• **TASK BRIEF**
Rewrite the items starting at the very first one and ending at the line that contains "84 7 285 218", putting "Verification step" wherever "Audit check" appears and leaving everything else unchanged.

• **RECORDS TO PROCESS**
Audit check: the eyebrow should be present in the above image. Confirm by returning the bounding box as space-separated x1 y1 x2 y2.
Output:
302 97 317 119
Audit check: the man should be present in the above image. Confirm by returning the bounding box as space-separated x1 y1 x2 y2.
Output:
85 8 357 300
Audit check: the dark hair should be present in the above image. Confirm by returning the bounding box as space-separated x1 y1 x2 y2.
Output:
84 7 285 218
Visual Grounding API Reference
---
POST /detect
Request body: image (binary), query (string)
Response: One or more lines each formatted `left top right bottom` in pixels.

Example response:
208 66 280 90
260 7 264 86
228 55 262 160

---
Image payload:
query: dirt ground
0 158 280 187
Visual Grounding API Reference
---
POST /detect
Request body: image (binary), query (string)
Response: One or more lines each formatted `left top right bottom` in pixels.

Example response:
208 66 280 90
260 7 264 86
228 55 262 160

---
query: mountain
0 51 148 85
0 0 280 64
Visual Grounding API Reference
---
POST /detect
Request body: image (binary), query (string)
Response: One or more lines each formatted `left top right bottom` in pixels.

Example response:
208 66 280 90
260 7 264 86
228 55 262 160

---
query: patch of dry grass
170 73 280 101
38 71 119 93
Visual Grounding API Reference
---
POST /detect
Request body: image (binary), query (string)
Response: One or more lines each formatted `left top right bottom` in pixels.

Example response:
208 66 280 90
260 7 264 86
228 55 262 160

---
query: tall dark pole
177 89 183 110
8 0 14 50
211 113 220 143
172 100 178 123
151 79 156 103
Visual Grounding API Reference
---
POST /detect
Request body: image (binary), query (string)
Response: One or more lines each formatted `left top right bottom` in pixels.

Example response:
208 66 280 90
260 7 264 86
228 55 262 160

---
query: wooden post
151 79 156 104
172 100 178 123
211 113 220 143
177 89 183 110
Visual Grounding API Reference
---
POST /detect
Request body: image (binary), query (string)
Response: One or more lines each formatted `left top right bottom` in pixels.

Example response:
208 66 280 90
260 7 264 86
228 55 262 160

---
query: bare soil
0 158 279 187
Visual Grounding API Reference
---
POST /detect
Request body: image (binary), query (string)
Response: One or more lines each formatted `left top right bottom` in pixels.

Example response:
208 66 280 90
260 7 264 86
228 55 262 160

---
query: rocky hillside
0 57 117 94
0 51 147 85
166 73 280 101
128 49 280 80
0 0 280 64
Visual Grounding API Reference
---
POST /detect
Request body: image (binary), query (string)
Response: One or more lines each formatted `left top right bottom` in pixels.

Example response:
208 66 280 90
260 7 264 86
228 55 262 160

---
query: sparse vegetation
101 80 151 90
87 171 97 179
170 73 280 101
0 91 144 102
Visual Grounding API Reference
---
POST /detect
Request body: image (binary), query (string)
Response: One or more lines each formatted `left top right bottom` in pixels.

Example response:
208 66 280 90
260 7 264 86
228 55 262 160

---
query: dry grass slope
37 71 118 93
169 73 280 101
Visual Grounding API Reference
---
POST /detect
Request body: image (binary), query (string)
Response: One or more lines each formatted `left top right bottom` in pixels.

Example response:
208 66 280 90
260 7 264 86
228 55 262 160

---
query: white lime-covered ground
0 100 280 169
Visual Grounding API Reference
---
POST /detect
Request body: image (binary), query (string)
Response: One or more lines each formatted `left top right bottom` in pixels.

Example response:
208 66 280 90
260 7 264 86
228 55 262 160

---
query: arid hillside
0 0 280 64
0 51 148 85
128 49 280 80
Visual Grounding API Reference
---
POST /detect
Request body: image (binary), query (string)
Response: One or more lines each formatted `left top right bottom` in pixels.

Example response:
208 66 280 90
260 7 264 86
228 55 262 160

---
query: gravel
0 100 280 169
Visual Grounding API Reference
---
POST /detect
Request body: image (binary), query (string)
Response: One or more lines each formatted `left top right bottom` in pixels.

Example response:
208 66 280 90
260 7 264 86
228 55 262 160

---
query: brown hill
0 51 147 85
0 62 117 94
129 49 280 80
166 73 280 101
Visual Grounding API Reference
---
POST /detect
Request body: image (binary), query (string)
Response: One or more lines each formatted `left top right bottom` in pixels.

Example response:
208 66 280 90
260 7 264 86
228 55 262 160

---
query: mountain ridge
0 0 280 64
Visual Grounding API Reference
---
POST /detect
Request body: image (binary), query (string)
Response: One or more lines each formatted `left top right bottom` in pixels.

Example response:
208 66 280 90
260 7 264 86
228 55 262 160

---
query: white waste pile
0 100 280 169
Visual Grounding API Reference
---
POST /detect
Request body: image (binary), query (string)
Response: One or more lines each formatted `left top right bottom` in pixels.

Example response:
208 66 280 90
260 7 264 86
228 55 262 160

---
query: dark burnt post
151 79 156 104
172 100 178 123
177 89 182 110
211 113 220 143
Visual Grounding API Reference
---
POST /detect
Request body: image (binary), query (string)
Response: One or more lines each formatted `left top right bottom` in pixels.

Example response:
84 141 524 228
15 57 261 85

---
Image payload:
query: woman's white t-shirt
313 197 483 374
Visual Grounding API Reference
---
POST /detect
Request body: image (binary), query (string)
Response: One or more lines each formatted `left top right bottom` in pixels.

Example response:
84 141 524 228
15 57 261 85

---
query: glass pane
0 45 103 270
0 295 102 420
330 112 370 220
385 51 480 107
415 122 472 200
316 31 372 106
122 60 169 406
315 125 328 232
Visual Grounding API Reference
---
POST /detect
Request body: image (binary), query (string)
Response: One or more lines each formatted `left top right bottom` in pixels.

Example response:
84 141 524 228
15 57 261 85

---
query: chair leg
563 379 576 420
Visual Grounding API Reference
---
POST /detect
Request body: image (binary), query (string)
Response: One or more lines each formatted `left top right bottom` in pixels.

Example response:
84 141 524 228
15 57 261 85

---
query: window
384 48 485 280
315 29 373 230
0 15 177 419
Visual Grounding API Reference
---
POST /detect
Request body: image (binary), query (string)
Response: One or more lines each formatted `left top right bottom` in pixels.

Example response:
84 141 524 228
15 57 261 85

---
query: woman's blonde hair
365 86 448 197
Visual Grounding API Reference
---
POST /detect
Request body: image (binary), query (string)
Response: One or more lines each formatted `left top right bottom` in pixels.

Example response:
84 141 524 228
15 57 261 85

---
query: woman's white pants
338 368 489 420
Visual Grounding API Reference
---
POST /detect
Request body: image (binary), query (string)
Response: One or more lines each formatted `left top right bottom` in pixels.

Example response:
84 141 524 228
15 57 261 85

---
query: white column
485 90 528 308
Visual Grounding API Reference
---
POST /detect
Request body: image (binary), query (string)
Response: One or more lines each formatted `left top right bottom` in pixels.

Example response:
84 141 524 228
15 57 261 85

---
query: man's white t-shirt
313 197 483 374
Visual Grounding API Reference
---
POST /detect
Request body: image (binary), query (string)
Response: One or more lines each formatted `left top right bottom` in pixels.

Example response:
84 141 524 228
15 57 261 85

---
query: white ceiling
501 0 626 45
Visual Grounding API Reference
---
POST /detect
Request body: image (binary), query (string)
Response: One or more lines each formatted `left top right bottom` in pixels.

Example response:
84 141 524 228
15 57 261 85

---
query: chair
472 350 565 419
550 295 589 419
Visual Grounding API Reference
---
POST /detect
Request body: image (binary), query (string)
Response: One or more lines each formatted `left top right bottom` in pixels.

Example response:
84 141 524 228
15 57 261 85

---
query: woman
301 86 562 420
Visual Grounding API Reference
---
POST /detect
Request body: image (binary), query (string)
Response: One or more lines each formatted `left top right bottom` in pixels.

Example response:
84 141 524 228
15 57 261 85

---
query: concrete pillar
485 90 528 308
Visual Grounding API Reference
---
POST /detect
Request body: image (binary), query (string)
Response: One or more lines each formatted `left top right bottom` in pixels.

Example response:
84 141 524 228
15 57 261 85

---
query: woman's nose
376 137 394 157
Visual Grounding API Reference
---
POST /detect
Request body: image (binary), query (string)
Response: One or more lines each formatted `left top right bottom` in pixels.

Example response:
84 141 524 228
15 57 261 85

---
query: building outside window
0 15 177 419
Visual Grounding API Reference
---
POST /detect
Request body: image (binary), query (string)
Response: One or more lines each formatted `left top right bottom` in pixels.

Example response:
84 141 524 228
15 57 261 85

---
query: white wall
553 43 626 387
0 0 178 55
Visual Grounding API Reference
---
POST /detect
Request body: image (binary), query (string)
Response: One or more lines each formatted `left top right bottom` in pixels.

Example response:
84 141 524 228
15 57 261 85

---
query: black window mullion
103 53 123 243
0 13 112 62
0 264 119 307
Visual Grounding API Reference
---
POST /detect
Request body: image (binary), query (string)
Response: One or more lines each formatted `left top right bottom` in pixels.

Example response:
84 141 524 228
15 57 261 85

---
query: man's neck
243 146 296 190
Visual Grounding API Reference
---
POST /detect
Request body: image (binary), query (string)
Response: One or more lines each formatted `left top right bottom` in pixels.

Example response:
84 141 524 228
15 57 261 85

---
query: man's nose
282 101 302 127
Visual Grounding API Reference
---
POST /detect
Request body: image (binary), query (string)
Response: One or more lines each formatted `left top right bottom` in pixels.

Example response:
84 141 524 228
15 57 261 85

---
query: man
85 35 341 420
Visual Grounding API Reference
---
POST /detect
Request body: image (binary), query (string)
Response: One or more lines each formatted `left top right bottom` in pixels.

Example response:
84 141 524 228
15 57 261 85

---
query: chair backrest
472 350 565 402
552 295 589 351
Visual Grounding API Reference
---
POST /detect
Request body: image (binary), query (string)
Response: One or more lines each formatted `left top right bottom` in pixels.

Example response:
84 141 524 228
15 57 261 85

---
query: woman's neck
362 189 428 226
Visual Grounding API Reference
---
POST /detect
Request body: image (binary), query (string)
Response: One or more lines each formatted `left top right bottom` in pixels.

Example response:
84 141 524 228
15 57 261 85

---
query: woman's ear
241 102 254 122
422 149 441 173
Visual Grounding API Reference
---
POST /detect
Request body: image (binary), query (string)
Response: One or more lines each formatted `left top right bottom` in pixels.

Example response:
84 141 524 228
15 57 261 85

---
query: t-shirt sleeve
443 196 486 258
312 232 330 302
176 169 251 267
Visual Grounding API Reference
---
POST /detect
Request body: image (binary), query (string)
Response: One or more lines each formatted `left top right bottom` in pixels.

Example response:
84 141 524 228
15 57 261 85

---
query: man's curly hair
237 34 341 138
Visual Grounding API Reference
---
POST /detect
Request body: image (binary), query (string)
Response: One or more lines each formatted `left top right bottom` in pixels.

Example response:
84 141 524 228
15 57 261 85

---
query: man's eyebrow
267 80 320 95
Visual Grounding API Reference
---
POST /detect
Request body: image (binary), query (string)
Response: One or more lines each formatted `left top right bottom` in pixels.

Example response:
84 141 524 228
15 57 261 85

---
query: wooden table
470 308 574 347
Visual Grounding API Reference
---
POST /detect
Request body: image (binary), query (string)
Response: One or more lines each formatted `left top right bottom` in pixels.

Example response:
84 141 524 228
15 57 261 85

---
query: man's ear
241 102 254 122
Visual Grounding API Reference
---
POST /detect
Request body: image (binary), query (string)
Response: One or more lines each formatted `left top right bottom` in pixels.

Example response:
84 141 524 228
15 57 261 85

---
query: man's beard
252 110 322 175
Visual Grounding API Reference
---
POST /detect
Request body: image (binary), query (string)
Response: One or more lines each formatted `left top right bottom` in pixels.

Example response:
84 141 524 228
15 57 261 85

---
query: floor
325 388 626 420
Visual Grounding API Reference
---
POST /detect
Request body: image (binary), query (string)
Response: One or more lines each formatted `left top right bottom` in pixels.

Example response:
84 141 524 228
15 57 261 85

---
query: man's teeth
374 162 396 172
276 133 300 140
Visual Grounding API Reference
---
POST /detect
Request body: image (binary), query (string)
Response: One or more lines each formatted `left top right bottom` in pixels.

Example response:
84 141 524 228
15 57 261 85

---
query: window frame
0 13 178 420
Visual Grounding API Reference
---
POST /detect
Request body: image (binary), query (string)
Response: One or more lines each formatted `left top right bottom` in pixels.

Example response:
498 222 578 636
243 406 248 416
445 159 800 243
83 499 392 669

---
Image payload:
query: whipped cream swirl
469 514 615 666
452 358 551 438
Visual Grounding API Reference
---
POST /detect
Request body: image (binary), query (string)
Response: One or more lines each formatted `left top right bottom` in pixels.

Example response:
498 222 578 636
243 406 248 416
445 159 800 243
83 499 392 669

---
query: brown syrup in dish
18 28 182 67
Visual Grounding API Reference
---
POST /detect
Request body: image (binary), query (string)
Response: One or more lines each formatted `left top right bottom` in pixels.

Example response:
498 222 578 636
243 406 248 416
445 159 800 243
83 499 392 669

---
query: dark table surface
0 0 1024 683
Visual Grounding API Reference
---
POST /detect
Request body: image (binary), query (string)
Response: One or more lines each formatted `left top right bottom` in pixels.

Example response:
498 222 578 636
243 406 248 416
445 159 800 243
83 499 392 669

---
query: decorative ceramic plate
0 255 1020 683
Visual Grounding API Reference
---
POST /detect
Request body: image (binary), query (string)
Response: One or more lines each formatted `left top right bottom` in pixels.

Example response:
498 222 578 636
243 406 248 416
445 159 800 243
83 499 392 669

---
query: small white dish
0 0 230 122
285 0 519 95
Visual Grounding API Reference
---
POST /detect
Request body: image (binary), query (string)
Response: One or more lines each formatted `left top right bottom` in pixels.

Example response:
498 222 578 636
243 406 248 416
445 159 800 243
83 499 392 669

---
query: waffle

• **WRITTEN ANSWER**
Verification step: the eyebrow should be present in the above image. Confirm by returning the bounding box as space-separated x1 y1 x2 y2.
Output:
302 97 317 119
Verification step: the man should be present in the above image. Confirm by returning the bounding box as space-separated x1 y1 x2 y2.
Output:
85 8 357 300
Verification step: the dark hair should be present in the above image. Confirm by returning the bounding box as space-separated x1 y1 x2 y2.
Output:
84 7 285 218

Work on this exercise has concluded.